▶ Objective: Reproduce word for word the stretch of the valve opening time text below from "Parameterization of the" through "within defined limits.".

Said correction time can be, for example, a fixed time value which has a positive or negative sign depending on whether the effective valve opening time is greater than the effective reference valve opening time or the effective valve opening time is smaller than the effective reference valve opening time. This correction time is then added to an added-up correction time and the added-up correction time is output, wherein the effective valve opening time which is output by the control system is then corrected with the added-up correction time.
Both an unsuitable effective opening time of the valve and a “pneumatic increase” which deviates from the reference system can be compensated for by means of the correction time. Provided that the actual “pneumatic increase” corresponds to that of the reference system, the effective opening time is compensated for within one step, i.e. after a single pre-specification of the effective valve opening time.
Parameterization of the software in respect of the speed of the pneumatic system is also not absolutely necessary. It is only necessary to ensure that the speed of the pneumatic system to be controlled or to be regulated lies within defined limits.
In an advantageous development of the method, the correction time is determined as a difference between the effective valve opening time and the effective reference valve opening time. As a result, it is possible to match the effective valve opening time as quickly as possible to the effective reference valve opening time, so that a reliable function is quickly achieved.
According to a further advantageous development of the method, a starting value for the effective valve opening time with a time constant which corresponds to a quickest expected pneumatic system, this resulting in a shortest-possible valve opening time, is determined. The result of this is that a pressure downstream of the valve does not increase to an excessive extent in a first cycle of the correction method (so that it may even lie above a maximum required pressure in the worst case), wherein it is possible to approximate the actually required pressure without overshooting, and the approximation takes place rapidly and consumption of air is lower.
If, according to an advantageous development of the method, the parameter of the reference system is selected such that it corresponds to an actual pneumatic system, the correction can take place such that the effective valve opening time corresponds to the effective reference valve opening time, this preventing an excessively high pressure being present downstream of the valve and therefore reducing the consumption of compressed air.

▶ Excerpted data:
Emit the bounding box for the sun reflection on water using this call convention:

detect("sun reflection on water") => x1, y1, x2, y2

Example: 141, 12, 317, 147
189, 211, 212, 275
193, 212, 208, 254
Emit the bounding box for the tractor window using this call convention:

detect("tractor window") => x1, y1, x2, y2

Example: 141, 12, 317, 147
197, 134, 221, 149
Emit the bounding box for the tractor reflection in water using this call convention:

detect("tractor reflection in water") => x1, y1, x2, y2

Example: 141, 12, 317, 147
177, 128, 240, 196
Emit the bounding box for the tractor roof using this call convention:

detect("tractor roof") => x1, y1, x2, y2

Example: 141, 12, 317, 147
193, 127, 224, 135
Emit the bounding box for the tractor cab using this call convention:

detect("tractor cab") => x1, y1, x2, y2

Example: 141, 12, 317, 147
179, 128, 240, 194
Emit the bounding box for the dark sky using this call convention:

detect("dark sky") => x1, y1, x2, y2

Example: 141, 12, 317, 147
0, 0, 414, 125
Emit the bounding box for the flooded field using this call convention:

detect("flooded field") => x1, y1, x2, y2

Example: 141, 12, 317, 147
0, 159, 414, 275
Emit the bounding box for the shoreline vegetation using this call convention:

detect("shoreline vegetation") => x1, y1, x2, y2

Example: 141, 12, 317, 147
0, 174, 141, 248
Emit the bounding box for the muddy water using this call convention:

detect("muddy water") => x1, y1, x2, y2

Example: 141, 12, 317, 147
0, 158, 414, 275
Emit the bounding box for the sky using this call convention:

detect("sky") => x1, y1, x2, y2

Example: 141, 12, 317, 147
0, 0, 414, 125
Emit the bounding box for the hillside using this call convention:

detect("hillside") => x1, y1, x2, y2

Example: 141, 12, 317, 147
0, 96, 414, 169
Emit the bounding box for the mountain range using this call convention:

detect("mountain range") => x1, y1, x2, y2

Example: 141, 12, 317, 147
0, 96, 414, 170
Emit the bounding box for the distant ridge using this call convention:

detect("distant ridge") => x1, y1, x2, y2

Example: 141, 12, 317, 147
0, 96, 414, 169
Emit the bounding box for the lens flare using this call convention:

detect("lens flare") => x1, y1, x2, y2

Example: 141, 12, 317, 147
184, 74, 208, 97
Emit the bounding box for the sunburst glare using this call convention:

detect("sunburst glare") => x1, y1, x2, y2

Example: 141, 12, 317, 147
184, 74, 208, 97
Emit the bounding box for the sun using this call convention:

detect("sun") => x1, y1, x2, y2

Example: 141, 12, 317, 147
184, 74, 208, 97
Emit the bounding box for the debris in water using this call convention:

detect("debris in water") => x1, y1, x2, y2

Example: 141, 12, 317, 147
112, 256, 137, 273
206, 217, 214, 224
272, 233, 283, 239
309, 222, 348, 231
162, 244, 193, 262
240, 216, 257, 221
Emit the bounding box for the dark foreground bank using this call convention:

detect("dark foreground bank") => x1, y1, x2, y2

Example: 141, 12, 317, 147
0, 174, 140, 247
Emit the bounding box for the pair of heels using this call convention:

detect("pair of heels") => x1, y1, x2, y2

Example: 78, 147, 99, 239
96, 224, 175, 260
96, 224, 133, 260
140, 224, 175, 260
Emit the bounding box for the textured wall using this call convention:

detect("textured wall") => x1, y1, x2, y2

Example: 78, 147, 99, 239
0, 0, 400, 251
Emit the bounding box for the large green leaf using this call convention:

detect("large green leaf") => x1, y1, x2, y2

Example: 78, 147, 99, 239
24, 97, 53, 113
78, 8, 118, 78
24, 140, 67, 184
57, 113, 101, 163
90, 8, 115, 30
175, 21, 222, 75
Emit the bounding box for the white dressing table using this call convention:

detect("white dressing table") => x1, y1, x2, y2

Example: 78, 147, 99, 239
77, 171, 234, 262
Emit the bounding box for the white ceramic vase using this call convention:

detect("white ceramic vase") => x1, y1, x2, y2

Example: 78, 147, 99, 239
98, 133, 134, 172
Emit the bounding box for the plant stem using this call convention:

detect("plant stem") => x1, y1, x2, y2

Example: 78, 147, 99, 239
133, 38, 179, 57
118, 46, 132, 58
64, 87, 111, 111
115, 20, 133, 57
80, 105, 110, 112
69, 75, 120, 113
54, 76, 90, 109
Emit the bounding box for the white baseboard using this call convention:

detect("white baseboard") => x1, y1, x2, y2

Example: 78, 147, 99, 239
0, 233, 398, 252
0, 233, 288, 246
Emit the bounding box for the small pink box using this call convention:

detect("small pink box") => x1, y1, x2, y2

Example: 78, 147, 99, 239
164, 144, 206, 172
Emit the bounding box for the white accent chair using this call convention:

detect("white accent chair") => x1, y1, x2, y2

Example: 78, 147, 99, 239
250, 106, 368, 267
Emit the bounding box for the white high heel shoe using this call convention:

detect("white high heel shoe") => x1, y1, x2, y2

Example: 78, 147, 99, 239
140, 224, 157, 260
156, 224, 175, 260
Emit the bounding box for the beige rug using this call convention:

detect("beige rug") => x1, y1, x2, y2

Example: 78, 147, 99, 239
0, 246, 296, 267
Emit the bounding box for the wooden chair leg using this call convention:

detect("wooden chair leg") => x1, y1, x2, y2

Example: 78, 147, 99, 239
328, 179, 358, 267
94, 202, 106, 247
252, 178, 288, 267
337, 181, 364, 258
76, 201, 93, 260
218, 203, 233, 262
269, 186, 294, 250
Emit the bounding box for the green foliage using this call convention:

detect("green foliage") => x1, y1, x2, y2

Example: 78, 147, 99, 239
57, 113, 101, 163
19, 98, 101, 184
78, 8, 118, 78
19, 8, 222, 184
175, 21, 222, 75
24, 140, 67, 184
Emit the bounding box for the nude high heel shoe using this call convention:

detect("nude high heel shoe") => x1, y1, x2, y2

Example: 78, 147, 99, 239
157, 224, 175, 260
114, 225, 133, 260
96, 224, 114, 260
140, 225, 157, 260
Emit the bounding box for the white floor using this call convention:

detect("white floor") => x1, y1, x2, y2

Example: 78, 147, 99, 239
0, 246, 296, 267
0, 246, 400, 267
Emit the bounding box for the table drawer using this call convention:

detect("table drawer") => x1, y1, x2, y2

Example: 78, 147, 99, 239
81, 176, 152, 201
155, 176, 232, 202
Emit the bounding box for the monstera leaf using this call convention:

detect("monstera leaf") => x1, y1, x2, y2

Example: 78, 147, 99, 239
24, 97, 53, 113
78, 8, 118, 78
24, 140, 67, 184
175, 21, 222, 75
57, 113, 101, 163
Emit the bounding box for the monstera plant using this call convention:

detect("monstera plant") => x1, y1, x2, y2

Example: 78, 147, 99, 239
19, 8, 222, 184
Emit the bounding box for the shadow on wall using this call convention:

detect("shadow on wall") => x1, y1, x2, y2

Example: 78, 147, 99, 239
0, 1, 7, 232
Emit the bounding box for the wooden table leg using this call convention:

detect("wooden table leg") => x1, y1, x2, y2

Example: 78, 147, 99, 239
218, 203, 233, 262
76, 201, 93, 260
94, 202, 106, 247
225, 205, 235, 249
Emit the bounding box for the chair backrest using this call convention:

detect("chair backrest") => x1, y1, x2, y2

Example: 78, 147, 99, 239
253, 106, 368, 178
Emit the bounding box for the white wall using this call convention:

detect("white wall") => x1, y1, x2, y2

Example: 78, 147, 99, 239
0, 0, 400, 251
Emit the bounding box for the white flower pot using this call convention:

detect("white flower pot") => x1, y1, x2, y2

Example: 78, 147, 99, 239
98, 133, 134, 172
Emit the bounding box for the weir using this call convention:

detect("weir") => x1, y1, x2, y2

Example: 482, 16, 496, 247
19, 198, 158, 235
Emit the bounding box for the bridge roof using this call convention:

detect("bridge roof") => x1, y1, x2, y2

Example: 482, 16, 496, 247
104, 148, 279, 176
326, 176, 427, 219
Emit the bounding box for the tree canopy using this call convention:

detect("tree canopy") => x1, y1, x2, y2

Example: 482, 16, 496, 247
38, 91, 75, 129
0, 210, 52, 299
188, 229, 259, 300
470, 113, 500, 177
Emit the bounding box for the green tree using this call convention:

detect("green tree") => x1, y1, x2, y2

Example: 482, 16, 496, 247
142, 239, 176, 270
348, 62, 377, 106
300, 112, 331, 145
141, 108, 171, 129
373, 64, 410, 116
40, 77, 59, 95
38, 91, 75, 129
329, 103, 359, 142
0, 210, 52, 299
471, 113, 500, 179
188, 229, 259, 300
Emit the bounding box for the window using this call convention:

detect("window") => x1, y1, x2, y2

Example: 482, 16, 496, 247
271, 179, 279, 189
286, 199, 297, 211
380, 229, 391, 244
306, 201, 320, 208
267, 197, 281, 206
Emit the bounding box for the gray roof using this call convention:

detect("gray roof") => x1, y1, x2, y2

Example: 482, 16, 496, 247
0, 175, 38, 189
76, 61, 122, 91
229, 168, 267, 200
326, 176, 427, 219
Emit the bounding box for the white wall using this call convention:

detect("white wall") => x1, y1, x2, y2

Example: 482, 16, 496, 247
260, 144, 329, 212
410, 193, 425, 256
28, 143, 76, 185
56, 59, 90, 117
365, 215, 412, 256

▶ Worked answer:
Parameterization of the software in respect of the speed of the pneumatic system is also not absolutely necessary. It is only necessary to ensure that the speed of the pneumatic system to be controlled or to be regulated lies within defined limits.